ILMU DAN DILALAH DALAM ILMU MANTIQ
BAB I
PENDAHULUAN
A. Latar Belakang
Sesungguhnya Ilmu Mantiq membahas tentang fikiran-fikiran
dan persesuaiannya dengan undang-undang berfikir, dari itulah maka hubungan
ilmu mantiq ialah dengan fikiran-fikiran. Tidak ada sangkut pautnya dengan
lafadh; tetapi dikarenakan lafadh itu sebagai tanda yang menunjukkan kepada
maksud dan pengertian, maka untuk mengambil faidah makna-makna itu, tidak
terlepas dari hubungannya dengan lafadh-lafadh itu menunjukkan atas nama dan
petunjuk lafadh itu, dengan arti memahami makna dari lafah. Dari sinilah akan
dibahas tentang petunjuk-petunjuk atas makna-makna secara umum. Jadi pengertian
dilalah (petunjuk), memahami sesuatu dari sesuatu yang lain (fahmu amrin min
amrin), amrin pertama dinamakan mad-lul sedangkan amrin yang kedua merupakan
dalal. Untuk memahami lebih jauh tentang Ilmu dan Dilalah, sedikit banya
penulis menguraikan yang menyangkut Konsep Ilmu dan Dilalah.
B.
Rumusan
Masalah
1.
Pengertian ilmu dan macam-macamnya
2.
Pengertian dilalah dan macam-macamnya
3.
Wilayah pembahasan ilmu mantik
C. Tujuan
Agar kita mengetahui apa itu :
1.
Pengertian ilmu dan macam-macamnya
2.

◆ **TUGAS WAJIB**
a) Menurut kutipan tentang Ilmu Mantiq, apa nama amrin pertama dalam pengertian dilalah?
b) Teruskan kutipan tentang Ilmu Mantiq dari titik terakhir yang ditampilkan.
Catatan data tidak diperlukan untuk mengerjakan tugas ini.

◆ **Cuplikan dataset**

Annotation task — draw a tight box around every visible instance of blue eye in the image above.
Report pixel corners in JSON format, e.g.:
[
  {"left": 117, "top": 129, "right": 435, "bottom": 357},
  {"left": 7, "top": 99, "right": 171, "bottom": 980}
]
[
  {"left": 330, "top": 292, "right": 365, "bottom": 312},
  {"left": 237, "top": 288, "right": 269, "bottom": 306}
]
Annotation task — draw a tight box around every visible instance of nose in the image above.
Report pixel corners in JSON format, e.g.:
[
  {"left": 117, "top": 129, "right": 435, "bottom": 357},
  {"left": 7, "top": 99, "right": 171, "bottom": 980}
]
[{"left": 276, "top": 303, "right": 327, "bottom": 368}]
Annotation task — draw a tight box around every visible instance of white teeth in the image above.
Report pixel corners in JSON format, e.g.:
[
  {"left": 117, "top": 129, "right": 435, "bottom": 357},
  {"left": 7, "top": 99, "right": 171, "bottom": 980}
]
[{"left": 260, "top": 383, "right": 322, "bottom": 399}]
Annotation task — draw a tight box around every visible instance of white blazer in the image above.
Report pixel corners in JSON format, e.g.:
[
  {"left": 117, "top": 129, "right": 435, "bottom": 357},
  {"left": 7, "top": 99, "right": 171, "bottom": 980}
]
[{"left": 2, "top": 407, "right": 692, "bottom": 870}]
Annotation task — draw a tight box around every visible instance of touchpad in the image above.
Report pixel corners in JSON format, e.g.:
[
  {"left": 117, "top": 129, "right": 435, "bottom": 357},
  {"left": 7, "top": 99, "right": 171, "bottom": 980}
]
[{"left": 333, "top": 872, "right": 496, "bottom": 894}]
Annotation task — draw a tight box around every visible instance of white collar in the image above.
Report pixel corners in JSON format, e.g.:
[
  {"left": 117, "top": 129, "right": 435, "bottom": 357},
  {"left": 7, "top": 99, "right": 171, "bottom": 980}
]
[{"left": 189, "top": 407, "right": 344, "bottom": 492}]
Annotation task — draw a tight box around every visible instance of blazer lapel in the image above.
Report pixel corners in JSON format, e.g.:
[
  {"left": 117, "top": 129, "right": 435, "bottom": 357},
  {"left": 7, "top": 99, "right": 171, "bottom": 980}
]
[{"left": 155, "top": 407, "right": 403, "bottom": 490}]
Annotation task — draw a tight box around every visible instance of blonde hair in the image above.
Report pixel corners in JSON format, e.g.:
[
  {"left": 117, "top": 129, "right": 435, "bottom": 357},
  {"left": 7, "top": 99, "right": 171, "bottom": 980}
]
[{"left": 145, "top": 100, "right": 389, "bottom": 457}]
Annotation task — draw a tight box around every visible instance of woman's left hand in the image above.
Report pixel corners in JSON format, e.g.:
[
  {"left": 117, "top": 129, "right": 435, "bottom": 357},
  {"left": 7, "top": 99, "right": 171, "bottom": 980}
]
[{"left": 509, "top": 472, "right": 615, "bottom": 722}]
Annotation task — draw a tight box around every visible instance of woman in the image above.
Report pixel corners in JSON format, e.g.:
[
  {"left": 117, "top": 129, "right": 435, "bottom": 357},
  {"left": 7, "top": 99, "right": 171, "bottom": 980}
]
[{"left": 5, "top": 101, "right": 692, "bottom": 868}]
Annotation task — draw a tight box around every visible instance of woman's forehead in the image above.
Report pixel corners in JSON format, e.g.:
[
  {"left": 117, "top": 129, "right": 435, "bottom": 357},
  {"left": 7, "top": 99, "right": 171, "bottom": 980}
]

◆ **HASIL TIAP TUGAS**
a) Amrin pertama dinamakan mad-lul.

b)
Pengertian dilalah dan macam-macamnya
3.
Wilayah pembahasan ilmu mantik
BAB II
PEMBAHASAN
A. Ilmu
Ilmu merupakan pengetahuan tentang suatu bidang yang disusun
secara bersistem menurut metode-metode tertentu, yang dapat digunakan untuk
menerangkan gejala-gejala tertentu di bidang (pengetahuan) itu.[1]
Menurut Prof. KH. M Taib Thahir Abd. Mu’in, ilmu adalah
mengenal sesuatu yang belum dikenal.[2]
Menurut Muhammad Nur Al-Ibrahim mengemukakan pengertian ilmu menurut ahli
mantik sb : Pencapaian objek yang belum diketahui dengan cara meyakini atau
menduga keadaannya bisa sesuai dengan realita atau sebaliknya.[3]
Ilmu pengetahuan merupakan cara untuk menghasilkan dan
menguji kebenaran pernyataan mengenai berbagai peristiwa yang terjadi di dunia
pengalaman manusia.
Paling tidak ada empat cara untuk menghasilkan dan menguji
kebenaran pernyataan empiris, yaitu:
1. Otoriter, pencapai pengetahuan yang
berbobot (ketua adat, uskup, raja, dll).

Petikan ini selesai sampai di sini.